Only the lines below between the ones containing "# response lists one point per instance, each like pixel 123" and "pixel 474 122", inclusive, are to be reproduced, each exactly as it stands.

Data records: Begin

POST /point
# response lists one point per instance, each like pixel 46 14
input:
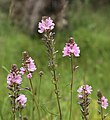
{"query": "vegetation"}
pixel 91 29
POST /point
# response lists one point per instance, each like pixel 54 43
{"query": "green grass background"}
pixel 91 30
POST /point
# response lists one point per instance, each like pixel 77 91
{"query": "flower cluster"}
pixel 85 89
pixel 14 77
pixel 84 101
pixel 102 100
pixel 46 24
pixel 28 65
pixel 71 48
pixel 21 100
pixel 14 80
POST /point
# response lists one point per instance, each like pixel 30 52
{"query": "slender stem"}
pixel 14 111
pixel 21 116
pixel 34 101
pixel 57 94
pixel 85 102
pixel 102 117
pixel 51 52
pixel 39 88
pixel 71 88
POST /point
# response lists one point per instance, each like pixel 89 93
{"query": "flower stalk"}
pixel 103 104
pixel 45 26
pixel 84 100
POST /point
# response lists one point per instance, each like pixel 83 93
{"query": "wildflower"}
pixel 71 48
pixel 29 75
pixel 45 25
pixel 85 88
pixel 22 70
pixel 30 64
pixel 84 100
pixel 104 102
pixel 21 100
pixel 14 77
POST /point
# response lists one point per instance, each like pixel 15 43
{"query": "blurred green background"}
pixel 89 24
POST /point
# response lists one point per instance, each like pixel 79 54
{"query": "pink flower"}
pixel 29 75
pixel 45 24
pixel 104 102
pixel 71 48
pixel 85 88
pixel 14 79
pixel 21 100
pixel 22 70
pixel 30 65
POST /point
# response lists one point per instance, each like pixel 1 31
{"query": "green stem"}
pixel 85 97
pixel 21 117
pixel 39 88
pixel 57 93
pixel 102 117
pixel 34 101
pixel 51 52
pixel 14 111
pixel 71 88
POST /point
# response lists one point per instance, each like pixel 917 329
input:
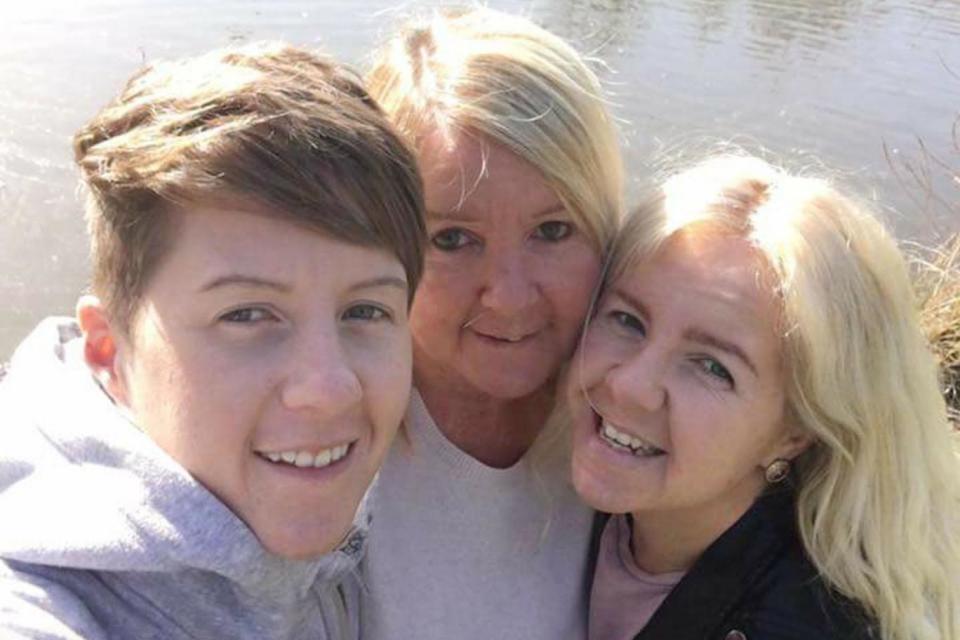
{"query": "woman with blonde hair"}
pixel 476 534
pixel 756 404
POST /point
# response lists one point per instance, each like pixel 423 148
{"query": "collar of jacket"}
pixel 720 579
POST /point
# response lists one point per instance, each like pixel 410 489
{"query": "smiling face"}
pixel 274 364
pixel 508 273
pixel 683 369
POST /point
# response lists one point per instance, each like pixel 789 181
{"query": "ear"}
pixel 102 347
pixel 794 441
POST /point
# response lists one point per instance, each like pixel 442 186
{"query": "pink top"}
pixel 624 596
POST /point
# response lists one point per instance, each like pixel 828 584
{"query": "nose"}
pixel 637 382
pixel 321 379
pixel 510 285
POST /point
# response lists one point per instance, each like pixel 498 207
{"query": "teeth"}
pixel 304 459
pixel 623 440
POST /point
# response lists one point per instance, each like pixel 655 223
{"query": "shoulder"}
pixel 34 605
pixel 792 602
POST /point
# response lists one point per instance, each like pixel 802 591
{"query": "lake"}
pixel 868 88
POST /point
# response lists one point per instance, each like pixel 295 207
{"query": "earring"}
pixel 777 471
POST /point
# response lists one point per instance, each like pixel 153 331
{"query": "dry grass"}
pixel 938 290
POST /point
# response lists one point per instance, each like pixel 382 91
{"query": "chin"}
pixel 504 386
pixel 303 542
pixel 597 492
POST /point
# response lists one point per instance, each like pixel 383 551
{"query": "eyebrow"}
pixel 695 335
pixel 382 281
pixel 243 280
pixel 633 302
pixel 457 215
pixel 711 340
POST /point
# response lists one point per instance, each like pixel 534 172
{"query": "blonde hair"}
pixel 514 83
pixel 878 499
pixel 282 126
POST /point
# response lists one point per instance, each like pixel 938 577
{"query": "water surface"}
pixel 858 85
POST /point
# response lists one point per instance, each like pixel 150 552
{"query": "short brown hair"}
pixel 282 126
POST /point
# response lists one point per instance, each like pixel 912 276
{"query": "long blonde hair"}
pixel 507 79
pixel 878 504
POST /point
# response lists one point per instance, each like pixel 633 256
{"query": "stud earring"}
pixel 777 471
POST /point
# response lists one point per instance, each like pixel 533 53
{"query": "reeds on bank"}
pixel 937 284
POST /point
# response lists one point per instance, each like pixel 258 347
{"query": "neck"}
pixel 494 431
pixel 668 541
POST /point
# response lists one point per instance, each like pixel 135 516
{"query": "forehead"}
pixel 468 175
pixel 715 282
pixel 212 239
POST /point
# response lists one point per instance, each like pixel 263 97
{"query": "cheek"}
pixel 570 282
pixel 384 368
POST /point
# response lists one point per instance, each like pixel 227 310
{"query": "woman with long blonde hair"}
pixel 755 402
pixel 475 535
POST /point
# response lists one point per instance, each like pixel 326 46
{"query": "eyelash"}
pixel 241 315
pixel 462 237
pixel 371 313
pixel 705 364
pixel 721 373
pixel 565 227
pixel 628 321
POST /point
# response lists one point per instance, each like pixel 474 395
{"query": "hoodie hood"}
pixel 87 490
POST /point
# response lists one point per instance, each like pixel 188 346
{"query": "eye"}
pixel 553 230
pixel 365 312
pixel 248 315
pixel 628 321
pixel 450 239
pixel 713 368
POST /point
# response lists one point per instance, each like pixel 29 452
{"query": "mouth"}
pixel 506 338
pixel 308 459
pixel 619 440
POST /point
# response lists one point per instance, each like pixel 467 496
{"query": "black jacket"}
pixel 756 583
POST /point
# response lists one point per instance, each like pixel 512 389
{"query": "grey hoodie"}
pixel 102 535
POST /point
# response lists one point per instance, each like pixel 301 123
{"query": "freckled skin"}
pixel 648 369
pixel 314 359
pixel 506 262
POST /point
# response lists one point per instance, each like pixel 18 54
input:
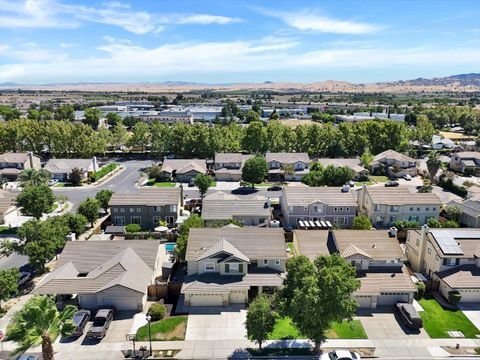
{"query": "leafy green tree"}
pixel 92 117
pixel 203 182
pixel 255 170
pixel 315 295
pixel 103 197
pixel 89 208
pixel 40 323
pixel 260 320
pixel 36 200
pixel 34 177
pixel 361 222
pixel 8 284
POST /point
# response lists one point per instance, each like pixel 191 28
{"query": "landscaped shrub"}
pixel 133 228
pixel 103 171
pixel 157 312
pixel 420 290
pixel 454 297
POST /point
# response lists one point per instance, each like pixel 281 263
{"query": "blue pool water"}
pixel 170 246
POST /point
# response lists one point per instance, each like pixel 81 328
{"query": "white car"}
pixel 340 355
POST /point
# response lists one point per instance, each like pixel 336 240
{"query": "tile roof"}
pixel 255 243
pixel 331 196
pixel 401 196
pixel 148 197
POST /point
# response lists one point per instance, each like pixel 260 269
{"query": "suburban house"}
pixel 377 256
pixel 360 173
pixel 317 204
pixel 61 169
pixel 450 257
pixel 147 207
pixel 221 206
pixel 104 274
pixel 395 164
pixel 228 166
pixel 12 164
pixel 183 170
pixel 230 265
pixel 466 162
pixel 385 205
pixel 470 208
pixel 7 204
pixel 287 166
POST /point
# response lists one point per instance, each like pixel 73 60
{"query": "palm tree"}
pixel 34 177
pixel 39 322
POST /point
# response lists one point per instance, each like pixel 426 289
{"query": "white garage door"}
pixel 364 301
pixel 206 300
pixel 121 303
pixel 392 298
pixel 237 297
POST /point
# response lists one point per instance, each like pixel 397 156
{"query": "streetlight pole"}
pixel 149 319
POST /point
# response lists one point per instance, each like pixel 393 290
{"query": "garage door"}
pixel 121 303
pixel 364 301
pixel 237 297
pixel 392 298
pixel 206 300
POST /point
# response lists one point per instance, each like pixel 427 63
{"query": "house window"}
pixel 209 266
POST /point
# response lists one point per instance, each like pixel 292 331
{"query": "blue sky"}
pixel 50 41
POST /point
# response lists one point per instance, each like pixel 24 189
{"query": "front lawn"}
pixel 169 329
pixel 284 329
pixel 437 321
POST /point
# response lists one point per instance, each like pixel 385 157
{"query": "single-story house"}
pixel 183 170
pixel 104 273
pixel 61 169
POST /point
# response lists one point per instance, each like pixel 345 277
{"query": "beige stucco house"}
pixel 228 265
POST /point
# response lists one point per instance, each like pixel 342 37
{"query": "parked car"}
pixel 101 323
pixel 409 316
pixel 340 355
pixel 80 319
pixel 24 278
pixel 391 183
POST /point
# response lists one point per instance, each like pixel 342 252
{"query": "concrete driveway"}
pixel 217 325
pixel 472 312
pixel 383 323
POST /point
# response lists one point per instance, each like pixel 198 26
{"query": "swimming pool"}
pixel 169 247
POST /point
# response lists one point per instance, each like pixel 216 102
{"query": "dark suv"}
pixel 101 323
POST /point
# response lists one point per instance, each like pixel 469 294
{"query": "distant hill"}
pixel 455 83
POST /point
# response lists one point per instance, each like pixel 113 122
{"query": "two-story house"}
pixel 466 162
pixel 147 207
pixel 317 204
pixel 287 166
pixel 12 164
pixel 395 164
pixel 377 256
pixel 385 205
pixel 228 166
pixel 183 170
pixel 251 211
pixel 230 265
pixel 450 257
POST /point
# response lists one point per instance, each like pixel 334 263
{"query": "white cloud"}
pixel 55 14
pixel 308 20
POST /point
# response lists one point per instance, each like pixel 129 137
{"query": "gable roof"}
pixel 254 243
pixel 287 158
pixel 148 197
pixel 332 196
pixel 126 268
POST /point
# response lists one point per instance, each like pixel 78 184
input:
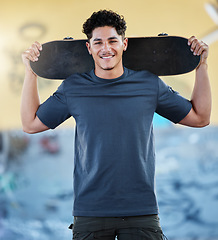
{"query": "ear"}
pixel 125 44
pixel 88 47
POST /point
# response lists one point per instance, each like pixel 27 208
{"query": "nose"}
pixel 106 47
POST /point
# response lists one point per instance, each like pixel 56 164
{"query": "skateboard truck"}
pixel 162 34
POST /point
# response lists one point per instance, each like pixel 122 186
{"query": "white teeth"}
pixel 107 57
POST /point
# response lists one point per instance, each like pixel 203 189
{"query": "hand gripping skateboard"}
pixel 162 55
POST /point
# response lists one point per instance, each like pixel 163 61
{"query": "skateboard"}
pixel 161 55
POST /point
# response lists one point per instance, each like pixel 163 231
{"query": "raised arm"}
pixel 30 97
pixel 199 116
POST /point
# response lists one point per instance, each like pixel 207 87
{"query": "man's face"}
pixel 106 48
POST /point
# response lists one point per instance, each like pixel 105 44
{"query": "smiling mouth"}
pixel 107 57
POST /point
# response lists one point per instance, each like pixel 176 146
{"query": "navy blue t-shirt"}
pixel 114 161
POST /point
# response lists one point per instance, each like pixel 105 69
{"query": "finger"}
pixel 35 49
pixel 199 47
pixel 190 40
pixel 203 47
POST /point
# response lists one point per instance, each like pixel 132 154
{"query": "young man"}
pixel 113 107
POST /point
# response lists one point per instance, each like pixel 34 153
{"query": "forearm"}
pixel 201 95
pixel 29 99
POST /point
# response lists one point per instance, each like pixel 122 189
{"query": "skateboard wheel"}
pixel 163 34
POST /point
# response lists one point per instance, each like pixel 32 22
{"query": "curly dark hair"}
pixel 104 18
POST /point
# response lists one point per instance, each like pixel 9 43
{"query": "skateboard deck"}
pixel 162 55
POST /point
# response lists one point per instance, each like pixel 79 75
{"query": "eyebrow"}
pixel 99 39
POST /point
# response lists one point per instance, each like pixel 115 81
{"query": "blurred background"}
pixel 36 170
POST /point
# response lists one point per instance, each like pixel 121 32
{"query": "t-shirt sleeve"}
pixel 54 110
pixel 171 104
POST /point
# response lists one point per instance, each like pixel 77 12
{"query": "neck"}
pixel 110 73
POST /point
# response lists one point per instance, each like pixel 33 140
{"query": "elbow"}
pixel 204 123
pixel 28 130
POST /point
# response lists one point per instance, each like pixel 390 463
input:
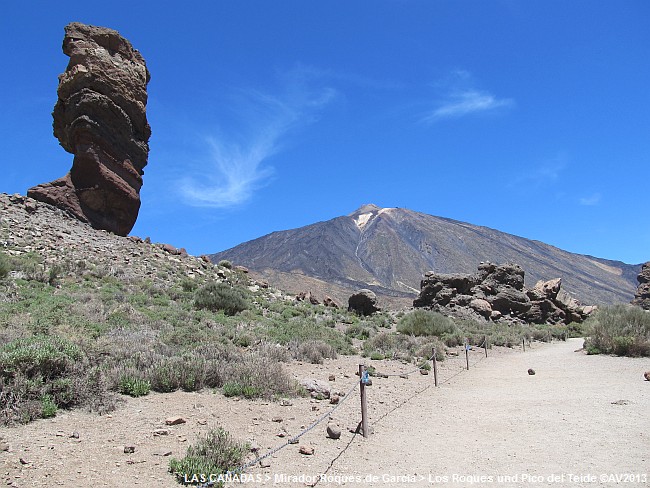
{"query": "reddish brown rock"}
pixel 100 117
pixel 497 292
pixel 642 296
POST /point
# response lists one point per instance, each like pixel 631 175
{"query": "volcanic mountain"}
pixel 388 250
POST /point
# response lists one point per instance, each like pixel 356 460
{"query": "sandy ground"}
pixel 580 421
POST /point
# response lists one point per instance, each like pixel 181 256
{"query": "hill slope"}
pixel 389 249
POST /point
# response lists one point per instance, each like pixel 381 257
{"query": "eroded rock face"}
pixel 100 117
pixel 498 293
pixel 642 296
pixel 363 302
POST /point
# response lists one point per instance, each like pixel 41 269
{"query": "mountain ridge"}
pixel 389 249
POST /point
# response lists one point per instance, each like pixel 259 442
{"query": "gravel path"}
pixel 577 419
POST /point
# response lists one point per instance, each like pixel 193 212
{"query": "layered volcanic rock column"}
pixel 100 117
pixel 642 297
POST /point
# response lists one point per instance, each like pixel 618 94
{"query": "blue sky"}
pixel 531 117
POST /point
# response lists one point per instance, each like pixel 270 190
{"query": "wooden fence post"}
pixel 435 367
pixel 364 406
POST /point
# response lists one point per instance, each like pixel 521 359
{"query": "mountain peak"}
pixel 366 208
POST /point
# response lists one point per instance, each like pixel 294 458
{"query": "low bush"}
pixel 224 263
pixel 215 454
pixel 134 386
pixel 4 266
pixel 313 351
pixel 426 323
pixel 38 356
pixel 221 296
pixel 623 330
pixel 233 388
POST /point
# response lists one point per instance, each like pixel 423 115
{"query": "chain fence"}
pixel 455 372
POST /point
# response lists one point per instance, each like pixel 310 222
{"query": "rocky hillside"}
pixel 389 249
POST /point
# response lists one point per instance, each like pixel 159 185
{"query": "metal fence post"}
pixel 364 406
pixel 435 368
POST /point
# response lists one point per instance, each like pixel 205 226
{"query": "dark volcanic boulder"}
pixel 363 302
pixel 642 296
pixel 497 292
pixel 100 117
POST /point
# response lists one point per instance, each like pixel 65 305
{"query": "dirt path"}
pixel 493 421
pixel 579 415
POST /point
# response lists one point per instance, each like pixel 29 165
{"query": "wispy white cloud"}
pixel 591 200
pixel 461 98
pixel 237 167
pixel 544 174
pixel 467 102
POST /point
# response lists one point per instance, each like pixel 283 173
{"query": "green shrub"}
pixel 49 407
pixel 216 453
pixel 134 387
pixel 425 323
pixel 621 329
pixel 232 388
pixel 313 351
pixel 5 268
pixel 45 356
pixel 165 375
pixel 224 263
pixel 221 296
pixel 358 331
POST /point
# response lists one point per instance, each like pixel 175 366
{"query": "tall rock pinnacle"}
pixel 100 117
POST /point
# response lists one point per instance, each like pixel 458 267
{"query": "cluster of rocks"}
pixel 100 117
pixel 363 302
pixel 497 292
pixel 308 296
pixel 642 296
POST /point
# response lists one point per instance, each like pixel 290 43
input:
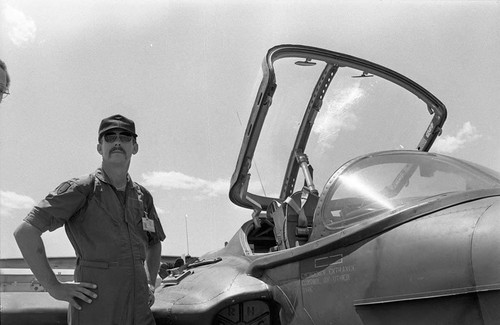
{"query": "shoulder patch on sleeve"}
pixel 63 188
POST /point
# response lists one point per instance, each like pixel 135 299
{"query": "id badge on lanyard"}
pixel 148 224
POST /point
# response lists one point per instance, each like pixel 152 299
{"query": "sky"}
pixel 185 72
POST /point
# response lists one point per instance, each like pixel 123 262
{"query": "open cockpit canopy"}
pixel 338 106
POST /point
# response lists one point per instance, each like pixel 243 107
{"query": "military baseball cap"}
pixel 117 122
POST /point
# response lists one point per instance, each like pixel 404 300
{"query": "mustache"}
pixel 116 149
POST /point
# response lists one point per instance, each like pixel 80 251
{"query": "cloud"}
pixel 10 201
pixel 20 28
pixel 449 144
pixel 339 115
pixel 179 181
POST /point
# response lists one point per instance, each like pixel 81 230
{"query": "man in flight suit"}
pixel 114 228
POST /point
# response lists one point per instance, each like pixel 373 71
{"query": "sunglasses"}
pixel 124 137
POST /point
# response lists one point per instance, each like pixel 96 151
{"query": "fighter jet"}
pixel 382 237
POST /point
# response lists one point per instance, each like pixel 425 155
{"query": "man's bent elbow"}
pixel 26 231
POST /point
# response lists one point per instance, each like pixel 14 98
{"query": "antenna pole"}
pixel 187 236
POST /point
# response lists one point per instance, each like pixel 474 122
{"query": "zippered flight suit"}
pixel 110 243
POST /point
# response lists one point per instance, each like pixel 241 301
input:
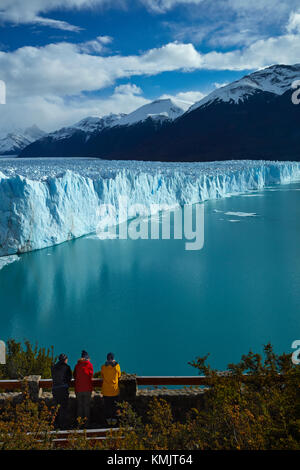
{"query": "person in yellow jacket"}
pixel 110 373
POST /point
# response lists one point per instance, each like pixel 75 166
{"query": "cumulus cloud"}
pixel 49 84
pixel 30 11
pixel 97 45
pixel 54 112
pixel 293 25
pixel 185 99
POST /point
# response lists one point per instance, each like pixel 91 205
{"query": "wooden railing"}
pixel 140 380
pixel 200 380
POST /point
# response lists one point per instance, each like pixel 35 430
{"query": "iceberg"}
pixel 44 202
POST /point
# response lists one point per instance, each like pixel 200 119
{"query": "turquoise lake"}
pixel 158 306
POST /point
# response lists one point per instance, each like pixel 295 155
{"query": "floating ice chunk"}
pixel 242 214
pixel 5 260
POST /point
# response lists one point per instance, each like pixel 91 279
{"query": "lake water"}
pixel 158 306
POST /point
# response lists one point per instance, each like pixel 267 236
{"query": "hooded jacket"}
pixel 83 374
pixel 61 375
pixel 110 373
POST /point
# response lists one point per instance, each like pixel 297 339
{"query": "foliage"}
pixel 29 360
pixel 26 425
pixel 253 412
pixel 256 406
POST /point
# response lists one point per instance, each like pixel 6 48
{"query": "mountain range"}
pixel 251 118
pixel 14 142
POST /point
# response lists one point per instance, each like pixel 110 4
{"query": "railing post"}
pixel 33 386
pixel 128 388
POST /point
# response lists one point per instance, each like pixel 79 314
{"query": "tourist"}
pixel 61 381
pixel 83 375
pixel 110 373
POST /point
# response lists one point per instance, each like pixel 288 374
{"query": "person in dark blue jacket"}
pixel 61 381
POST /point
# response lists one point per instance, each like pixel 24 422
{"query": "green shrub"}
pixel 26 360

Data records: End

Result:
# response lists one point per instance, each like pixel 123 262
{"query": "open cockpit canopy"}
pixel 338 106
POST /point
# response lists one point per instance, each like pixel 243 107
{"query": "military baseball cap"}
pixel 117 122
POST /point
# response lists one point per instance, each like pixel 404 300
{"query": "mustache"}
pixel 116 149
POST /point
# response lists one point per instance, each like pixel 80 251
{"query": "cloud"}
pixel 10 201
pixel 20 28
pixel 449 144
pixel 339 115
pixel 179 181
POST /point
# response lists one point per instance, each like pixel 81 230
{"query": "man in flight suit"}
pixel 114 228
POST /point
# response lists one point per instance, each like pixel 373 71
{"query": "sunglasses"}
pixel 124 137
POST /point
# response lists one point per instance, each like pixel 96 151
{"query": "fighter jet"}
pixel 382 237
POST /point
# response lists one point per instance, each like pixel 425 155
{"query": "man's bent elbow"}
pixel 26 231
POST /point
# response lists one point per instance, each like pixel 14 98
{"query": "antenna pole"}
pixel 187 236
POST /point
# response lists one point per instance, each like pixel 474 122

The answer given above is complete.